-- Source document follows --

But there is more. The new Bomber is just the beginning of a new defense boom that the president and Congress are launching. The Pentagon already has a bow wave*** of increased spending for new weapons in its R&D pipeline. In that sense, it is no accident that a year ago, as he was departing the Pentagon, its ineffectual comptroller Robert Hale characterized the new bomber as the “canary in the coal mine.” He was wringing his hands over the rapidly growing requirements for larger defense budgets in the future — requirements he helped to create.

I first heard the term “bow wave” in 1973. They are a perennial feature in Pentagon planning. The current bow wave, like its predecessors, will lead inexorably to more budget crises and more dodgy budget deals made by the best government money can buy.

In short, President Obama had a shot at leading from the moral high ground, and once again, he blew it. He had the Republicans on the ropes, with all their warts on full display, but then he squandered an opportunity to effect even a pretense of challenging a thoroughly corrupt system.

[Addendum: By 4 November, the newsletter Flight Global explained why the champagne corks were popping within the MICC and its lobbyists, saying …

“The anticipated two-year budget deal has investors feeling optimistic, since the alternatives were a full-year continuing resolution that maintains fiscal year 2015 government spending levels or full sequestration. In response, Moody changed its outlook for the global aerospace and defence industry from stable to positive, with worldwide defence spending now tipped to grow by 2% to 3%.” ]

Obama’s most recent performance is yet more proof that he is no change agent. A better characterization would be that he is merely another apparatchik, whose role is to protect the interests of the factions making up the shadow government that is now running the show — what former congressional staffer Mike Lofgren calls the Deep State.****

The views expressed in this post are the author’s alone, and presented here to offer a variety of perspectives to our readers.

-- Source document concluded --

**Problem requirements**
Answer these questions using the excerpt on defense spending.
(a) How did Robert Hale characterize the new bomber as he was leaving the Pentagon?
(b) In what year did the writer first hear the term "bow wave"?
(c) According to Flight Global, by what range was worldwide defense spending tipped to grow?
The entries have no connection to the defense spending excerpt.

-- Data section follows --

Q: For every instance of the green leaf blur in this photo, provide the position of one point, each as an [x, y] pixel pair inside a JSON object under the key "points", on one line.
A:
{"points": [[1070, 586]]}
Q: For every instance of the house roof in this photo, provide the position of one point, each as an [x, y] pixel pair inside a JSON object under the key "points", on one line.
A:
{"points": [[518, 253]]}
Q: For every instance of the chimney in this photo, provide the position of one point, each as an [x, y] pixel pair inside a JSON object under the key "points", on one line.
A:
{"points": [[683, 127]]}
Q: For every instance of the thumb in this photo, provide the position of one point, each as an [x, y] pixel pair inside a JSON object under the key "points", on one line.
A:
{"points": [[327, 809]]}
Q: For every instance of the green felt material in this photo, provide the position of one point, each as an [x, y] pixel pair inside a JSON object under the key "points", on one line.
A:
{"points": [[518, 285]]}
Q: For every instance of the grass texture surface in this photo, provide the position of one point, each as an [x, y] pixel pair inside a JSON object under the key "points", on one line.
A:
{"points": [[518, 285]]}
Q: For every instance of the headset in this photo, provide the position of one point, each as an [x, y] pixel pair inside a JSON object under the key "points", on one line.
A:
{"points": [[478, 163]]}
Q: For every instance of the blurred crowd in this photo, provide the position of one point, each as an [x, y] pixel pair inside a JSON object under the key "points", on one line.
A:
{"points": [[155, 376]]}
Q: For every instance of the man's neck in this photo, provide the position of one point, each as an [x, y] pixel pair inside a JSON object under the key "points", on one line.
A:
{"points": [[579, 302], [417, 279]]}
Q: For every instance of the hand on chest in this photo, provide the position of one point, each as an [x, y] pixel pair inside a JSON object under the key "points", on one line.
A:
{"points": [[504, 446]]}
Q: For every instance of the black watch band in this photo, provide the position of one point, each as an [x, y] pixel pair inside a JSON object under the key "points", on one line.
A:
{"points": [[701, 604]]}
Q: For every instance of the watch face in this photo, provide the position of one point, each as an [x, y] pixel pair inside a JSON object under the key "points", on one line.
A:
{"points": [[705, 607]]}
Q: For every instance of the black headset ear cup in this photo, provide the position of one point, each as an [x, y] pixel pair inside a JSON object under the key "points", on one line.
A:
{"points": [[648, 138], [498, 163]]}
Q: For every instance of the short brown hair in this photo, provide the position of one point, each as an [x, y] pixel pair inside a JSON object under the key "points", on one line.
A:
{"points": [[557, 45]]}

-- Data section concluded --

**Response to this task**
(a) As the "canary in the coal mine."
(b) 1973.
(c) By 2% to 3%.